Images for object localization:
*-*-*
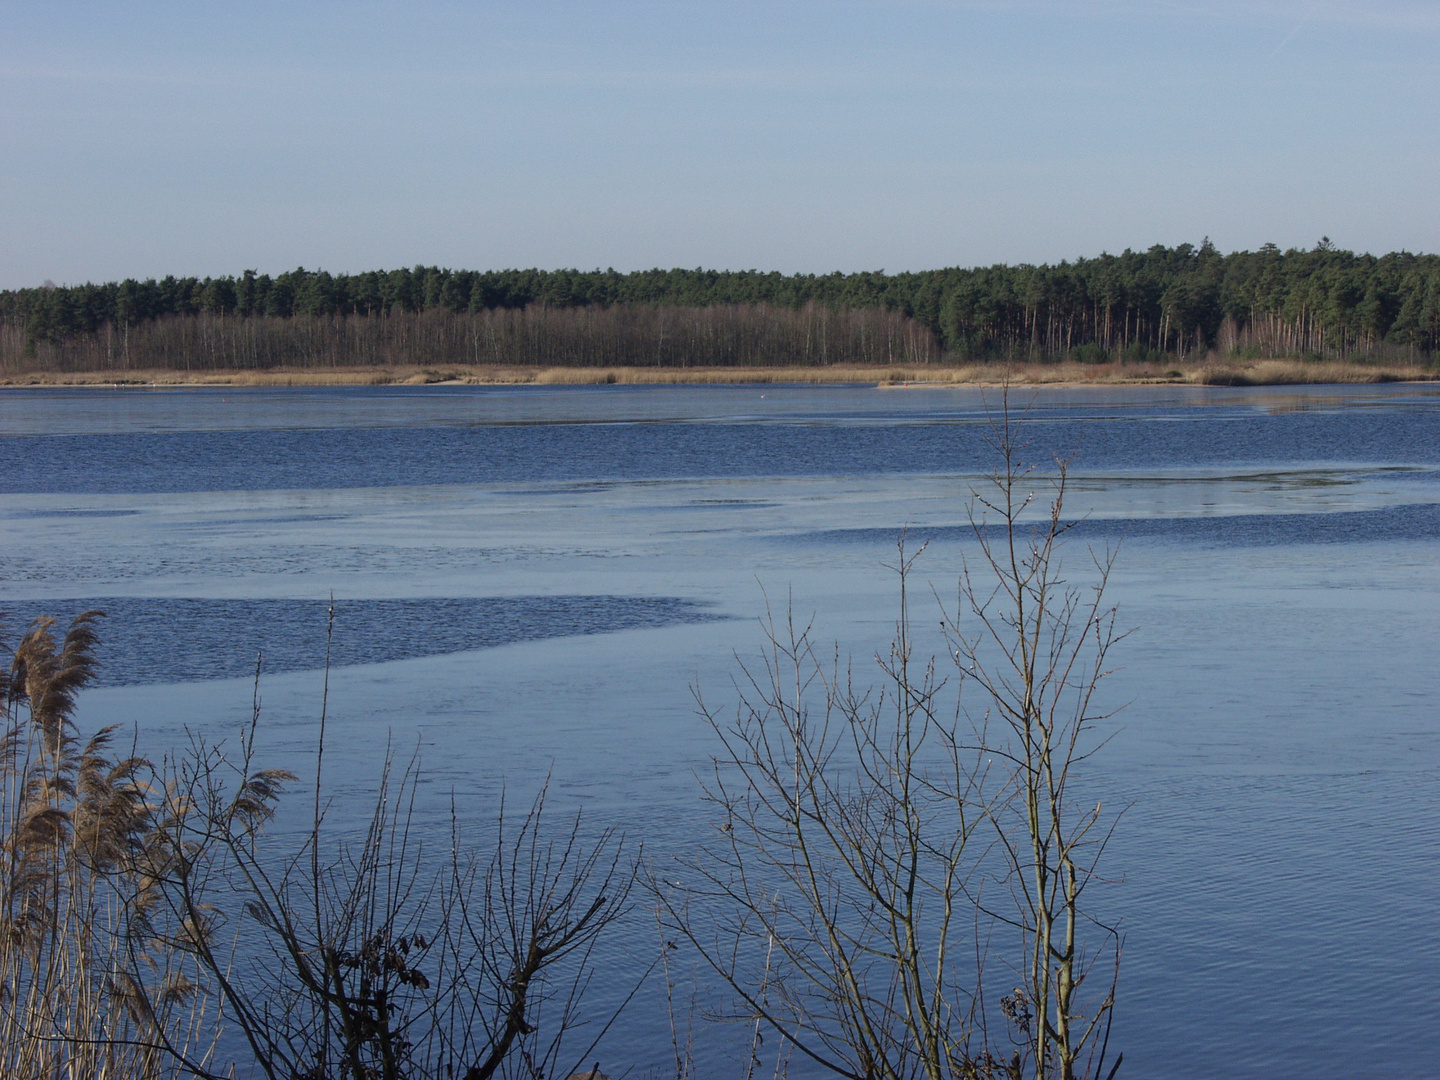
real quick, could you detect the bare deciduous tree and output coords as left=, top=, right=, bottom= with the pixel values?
left=946, top=407, right=1124, bottom=1080
left=655, top=559, right=1002, bottom=1080
left=657, top=399, right=1124, bottom=1080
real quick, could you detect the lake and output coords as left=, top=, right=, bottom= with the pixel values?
left=2, top=382, right=1437, bottom=1080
*-*-*
■ **WHAT TO WORK ON**: Now reproduce all of the entries precisely, with no pictures in the copy.

■ **THE ANSWER**:
real quick, could you detect the bare deciduous tree and output coords as left=, top=, right=, bottom= with the pixel values?
left=946, top=407, right=1124, bottom=1080
left=655, top=559, right=1002, bottom=1080
left=657, top=399, right=1124, bottom=1080
real quick, could you detect the lake and output coords as left=, top=, right=, bottom= with the pixel values?
left=2, top=382, right=1437, bottom=1080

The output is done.